=== Challenge ===
Quote the line containing "In the photo above, where can the crumbling" and all lines that follow it in the listing below, exactly as written.
|---|
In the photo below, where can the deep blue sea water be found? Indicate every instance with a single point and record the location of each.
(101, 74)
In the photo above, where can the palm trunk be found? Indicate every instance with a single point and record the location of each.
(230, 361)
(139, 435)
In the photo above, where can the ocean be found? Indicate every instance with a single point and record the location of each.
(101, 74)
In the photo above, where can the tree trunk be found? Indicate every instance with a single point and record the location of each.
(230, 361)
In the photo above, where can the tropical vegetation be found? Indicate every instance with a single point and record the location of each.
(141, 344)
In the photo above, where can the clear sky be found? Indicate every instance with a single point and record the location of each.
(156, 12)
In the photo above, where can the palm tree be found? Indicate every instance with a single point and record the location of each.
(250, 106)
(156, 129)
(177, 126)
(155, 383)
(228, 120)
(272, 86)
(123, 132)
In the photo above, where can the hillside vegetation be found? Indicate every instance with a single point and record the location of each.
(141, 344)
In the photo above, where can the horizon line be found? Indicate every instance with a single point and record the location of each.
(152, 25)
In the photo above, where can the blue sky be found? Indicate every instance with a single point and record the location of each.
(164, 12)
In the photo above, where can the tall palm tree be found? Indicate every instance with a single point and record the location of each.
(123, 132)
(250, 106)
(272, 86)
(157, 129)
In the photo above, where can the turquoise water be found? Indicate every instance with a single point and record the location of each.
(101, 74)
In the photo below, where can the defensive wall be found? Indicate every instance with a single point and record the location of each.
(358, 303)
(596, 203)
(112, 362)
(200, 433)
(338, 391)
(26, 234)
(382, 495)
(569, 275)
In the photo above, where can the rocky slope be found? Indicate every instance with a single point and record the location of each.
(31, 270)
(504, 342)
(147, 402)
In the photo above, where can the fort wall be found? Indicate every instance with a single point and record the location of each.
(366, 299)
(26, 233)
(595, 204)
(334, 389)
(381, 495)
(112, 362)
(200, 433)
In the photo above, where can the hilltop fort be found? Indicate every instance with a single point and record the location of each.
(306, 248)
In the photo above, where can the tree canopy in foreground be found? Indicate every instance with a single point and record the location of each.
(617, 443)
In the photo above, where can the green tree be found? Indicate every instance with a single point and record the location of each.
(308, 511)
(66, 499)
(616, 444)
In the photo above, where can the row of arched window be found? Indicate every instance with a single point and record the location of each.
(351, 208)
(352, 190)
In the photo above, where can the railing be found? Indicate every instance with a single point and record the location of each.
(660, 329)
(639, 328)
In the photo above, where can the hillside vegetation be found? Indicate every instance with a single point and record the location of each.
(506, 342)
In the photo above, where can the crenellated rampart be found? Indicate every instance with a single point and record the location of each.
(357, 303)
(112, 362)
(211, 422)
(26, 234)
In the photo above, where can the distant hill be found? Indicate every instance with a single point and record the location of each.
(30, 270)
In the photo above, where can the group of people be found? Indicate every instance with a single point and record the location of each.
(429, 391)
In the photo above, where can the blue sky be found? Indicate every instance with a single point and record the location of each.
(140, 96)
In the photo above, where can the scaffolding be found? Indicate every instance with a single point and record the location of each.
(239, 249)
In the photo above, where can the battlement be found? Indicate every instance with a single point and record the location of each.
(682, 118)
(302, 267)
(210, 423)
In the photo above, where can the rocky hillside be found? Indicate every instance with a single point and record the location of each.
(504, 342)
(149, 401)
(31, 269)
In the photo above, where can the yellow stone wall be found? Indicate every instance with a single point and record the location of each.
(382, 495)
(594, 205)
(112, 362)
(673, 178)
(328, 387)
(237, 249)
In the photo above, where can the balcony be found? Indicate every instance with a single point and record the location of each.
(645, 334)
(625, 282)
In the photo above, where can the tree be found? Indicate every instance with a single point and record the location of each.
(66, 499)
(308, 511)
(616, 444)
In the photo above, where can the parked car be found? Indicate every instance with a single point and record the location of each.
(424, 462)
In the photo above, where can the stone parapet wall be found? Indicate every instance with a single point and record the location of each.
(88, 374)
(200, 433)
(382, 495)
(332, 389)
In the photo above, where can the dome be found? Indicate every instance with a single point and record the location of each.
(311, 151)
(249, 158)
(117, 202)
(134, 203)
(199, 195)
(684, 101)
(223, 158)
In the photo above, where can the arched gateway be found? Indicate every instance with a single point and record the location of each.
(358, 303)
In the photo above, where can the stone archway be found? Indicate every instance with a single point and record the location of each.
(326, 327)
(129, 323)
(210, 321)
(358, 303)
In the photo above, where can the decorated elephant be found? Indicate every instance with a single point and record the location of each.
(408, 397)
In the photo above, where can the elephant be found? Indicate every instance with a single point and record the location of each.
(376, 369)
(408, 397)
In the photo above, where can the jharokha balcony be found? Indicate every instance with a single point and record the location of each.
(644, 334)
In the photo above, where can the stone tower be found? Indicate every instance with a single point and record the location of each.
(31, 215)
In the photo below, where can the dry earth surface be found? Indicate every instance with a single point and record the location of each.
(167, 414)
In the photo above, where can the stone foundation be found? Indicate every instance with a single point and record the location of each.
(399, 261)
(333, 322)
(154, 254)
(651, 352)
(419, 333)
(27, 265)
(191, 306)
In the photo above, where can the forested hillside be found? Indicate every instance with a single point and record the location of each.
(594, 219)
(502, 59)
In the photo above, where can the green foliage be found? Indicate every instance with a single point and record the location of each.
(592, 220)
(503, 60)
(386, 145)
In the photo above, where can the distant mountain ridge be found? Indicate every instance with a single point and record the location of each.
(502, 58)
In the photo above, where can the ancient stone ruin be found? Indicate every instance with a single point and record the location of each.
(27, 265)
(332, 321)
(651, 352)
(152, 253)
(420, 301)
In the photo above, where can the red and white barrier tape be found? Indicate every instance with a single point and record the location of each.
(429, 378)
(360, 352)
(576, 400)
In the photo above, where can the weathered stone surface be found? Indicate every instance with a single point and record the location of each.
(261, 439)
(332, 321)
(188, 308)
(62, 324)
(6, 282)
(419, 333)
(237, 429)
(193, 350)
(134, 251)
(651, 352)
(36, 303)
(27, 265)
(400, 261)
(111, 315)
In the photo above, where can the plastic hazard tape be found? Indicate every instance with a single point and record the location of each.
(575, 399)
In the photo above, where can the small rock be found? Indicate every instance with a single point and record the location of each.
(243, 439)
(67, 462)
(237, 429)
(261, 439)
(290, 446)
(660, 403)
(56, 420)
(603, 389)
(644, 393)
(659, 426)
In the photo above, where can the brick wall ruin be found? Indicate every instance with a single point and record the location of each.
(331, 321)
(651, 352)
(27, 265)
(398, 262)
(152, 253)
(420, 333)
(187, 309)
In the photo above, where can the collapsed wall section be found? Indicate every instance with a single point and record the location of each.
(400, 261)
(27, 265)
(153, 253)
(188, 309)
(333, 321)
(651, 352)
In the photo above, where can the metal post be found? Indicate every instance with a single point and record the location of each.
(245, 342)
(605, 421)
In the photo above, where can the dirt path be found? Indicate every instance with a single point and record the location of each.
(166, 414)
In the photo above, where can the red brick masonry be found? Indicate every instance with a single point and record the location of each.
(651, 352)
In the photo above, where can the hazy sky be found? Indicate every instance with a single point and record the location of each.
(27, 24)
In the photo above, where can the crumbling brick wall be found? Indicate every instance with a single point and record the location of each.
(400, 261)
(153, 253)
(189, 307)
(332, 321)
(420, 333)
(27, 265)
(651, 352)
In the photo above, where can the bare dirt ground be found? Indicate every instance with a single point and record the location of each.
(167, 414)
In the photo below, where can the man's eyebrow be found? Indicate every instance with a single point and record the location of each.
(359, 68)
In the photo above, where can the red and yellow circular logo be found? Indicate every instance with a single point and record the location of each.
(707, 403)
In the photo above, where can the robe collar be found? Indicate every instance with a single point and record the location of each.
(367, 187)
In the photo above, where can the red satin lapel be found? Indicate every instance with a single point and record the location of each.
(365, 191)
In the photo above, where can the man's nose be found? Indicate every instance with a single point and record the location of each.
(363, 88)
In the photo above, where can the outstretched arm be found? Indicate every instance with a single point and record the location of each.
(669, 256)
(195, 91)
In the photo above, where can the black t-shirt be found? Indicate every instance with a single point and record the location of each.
|---|
=== Solution to the exercise ===
In the photo above, where can the crumbling brick wall be found? Indicate every instance with a single point and record the location of each.
(400, 261)
(153, 253)
(189, 307)
(332, 321)
(420, 333)
(27, 265)
(651, 352)
In the photo above, where can the bare dirt ground be found? Indicate every instance with a single point and record the location of each.
(167, 414)
In the photo below, where can the man's eyebrow be found? Indicate every instance with a single point and record the location of each.
(359, 68)
In the photo above, where can the red and yellow circular logo be found? Indicate every instance with a single point and record the location of each.
(707, 403)
In the photo above, where can the robe collar be found? Indicate every instance with a single point and record the location of each.
(367, 187)
In the photo above, where can the red satin lapel be found? Indicate every instance with a single point and record the location of each.
(365, 191)
In the photo above, where can the man's nose be found? Indicate every instance with a single point and record the location of each.
(363, 88)
In the photo above, where can the outstretched arm be found? Indicate every instance with a single point and record the location of each.
(669, 256)
(195, 91)
In the photo above, where can the black t-shirt be found? Indicate every instance with a single point and record the location of each.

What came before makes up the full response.